#### Exercise aim
In the mailing-list post about Peter and the orphanage workers, what role had Doris held before she arrived?

#### Document extract
+++++

TheBanyanTree: February 2009

Pat M ms.pat.martin at gmail.com
Sat Mar 7 18:10:38 PST 2009


In the beginning, I was blissfully ignorant of the tension between the
workers and Peter but it wasn’t long before Alex and Jessica began to
confide in me. Not only were they unhappy with their wages, but they had a
list of other complaints-the most serious (to my way of thinking) was that
he beat the children. On numerous occasions they said, “We no like Peter.
Maybe we no come back after Spring Festival.”

I’d seen or heard nothing to indicate Peter hit the kids, and wondered if it
was true.

Around this time, Peter began to share his feelings with me. One evening he
said, “When I asked the children what they thought of me, they told me they
were afraid of me because I beat them. “  His face twisted into a look of
profound disbelief. “I only did it maybe eight times and it destroyed so
much.”

 “Yes, hitting does that.  I knew about this, and I’m glad the children told
you. Now you can work on changing,” I said.  “I don’t believe in hitting.
There are better ways to discipline.”

When I invited the new workers Doris and Carol to go for a walk outside the
compound with me, I discovered they also had issues with Peter.  Doris, the
older sister, told me that Peter had not welcomed their arrival (which had
been organized by Ron) and both he and Auntie Hua had been unkind to them
from the get-go.  Doris had been the leader at an orphanage in Henan
province and suspected Peter was worried she wanted his job.

+++++

[Stored entries]
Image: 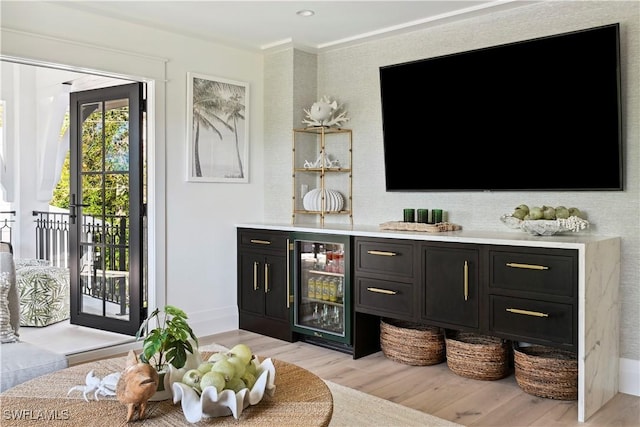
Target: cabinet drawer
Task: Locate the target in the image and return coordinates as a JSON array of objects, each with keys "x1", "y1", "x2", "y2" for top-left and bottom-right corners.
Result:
[
  {"x1": 489, "y1": 296, "x2": 577, "y2": 351},
  {"x1": 355, "y1": 239, "x2": 415, "y2": 278},
  {"x1": 355, "y1": 277, "x2": 415, "y2": 319},
  {"x1": 238, "y1": 230, "x2": 289, "y2": 252},
  {"x1": 489, "y1": 248, "x2": 578, "y2": 297}
]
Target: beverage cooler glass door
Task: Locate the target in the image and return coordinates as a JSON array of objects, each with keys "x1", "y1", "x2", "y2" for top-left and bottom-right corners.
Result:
[{"x1": 293, "y1": 235, "x2": 351, "y2": 344}]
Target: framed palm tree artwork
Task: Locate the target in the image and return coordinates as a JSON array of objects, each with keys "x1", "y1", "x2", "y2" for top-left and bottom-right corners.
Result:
[{"x1": 187, "y1": 72, "x2": 249, "y2": 183}]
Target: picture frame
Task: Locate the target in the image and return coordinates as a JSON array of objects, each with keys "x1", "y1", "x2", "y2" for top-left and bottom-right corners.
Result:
[{"x1": 187, "y1": 72, "x2": 250, "y2": 183}]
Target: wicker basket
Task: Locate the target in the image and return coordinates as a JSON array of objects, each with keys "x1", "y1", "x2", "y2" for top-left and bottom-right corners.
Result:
[
  {"x1": 380, "y1": 319, "x2": 445, "y2": 366},
  {"x1": 513, "y1": 345, "x2": 578, "y2": 400},
  {"x1": 446, "y1": 332, "x2": 510, "y2": 381}
]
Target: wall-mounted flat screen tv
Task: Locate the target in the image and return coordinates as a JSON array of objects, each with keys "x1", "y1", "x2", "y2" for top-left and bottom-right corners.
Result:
[{"x1": 380, "y1": 23, "x2": 624, "y2": 191}]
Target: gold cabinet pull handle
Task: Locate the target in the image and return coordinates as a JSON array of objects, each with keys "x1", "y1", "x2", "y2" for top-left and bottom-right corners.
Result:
[
  {"x1": 249, "y1": 239, "x2": 271, "y2": 245},
  {"x1": 367, "y1": 251, "x2": 398, "y2": 256},
  {"x1": 287, "y1": 239, "x2": 293, "y2": 308},
  {"x1": 507, "y1": 262, "x2": 549, "y2": 270},
  {"x1": 507, "y1": 308, "x2": 549, "y2": 317},
  {"x1": 253, "y1": 261, "x2": 258, "y2": 291},
  {"x1": 464, "y1": 261, "x2": 469, "y2": 301},
  {"x1": 367, "y1": 288, "x2": 398, "y2": 295}
]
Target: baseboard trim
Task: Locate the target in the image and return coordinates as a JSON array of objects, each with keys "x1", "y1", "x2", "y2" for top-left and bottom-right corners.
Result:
[{"x1": 618, "y1": 358, "x2": 640, "y2": 396}]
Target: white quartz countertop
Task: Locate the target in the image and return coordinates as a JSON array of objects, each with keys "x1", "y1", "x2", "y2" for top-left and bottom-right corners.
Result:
[{"x1": 236, "y1": 223, "x2": 619, "y2": 249}]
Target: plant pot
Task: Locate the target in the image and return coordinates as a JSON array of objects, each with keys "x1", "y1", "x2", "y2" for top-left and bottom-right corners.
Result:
[{"x1": 149, "y1": 369, "x2": 173, "y2": 402}]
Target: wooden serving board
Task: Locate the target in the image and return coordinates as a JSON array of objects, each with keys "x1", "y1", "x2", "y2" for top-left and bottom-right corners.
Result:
[{"x1": 380, "y1": 221, "x2": 462, "y2": 233}]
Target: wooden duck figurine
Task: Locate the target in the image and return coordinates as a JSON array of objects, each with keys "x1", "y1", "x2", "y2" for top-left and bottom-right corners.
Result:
[{"x1": 116, "y1": 350, "x2": 159, "y2": 422}]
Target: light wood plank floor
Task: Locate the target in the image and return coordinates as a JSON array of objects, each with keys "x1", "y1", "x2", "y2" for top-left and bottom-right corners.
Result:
[
  {"x1": 72, "y1": 330, "x2": 640, "y2": 427},
  {"x1": 200, "y1": 330, "x2": 640, "y2": 427}
]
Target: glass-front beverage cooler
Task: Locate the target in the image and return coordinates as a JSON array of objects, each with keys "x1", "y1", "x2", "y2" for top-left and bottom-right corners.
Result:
[{"x1": 292, "y1": 233, "x2": 353, "y2": 353}]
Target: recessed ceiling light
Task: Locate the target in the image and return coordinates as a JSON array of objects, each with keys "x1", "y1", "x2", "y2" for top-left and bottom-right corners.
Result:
[{"x1": 296, "y1": 9, "x2": 316, "y2": 16}]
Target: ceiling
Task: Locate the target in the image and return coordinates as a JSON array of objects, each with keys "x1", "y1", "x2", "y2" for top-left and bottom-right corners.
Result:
[{"x1": 57, "y1": 0, "x2": 535, "y2": 51}]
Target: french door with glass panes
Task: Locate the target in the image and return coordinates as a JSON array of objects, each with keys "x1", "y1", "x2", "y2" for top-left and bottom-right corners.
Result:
[{"x1": 69, "y1": 83, "x2": 146, "y2": 335}]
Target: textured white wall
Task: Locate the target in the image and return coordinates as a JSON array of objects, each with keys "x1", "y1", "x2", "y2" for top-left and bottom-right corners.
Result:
[{"x1": 266, "y1": 1, "x2": 640, "y2": 360}]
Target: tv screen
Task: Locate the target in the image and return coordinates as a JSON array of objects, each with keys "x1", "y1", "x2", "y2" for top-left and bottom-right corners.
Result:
[{"x1": 380, "y1": 24, "x2": 623, "y2": 191}]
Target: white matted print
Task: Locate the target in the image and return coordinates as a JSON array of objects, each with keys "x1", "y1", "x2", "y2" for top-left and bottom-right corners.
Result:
[{"x1": 187, "y1": 73, "x2": 249, "y2": 182}]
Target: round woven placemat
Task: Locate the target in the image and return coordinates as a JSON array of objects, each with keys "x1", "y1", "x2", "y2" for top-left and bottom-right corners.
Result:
[{"x1": 0, "y1": 352, "x2": 333, "y2": 427}]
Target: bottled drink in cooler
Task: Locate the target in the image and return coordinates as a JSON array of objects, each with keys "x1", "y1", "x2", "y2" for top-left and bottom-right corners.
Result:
[
  {"x1": 307, "y1": 276, "x2": 316, "y2": 298},
  {"x1": 336, "y1": 277, "x2": 344, "y2": 302},
  {"x1": 322, "y1": 277, "x2": 331, "y2": 301},
  {"x1": 329, "y1": 277, "x2": 338, "y2": 302}
]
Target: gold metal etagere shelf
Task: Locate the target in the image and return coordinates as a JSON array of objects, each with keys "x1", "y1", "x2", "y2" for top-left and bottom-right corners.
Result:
[{"x1": 291, "y1": 126, "x2": 353, "y2": 226}]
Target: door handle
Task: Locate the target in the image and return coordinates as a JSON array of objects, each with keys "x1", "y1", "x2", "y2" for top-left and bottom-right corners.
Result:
[{"x1": 69, "y1": 194, "x2": 89, "y2": 224}]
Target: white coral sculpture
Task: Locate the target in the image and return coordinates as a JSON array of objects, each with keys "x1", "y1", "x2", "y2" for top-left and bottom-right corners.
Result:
[{"x1": 302, "y1": 95, "x2": 349, "y2": 127}]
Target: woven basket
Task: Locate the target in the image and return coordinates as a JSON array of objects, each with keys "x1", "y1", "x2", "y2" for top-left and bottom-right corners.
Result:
[
  {"x1": 513, "y1": 345, "x2": 578, "y2": 400},
  {"x1": 380, "y1": 319, "x2": 445, "y2": 366},
  {"x1": 446, "y1": 332, "x2": 510, "y2": 381}
]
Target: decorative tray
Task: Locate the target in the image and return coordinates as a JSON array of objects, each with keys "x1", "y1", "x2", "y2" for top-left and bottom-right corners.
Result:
[
  {"x1": 172, "y1": 358, "x2": 276, "y2": 423},
  {"x1": 500, "y1": 214, "x2": 589, "y2": 236},
  {"x1": 380, "y1": 221, "x2": 462, "y2": 233}
]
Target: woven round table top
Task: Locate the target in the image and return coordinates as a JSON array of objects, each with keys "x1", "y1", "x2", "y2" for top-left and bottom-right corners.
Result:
[{"x1": 0, "y1": 352, "x2": 333, "y2": 427}]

+++++

#### Exercise response
She had been the leader at an orphanage in Henan province.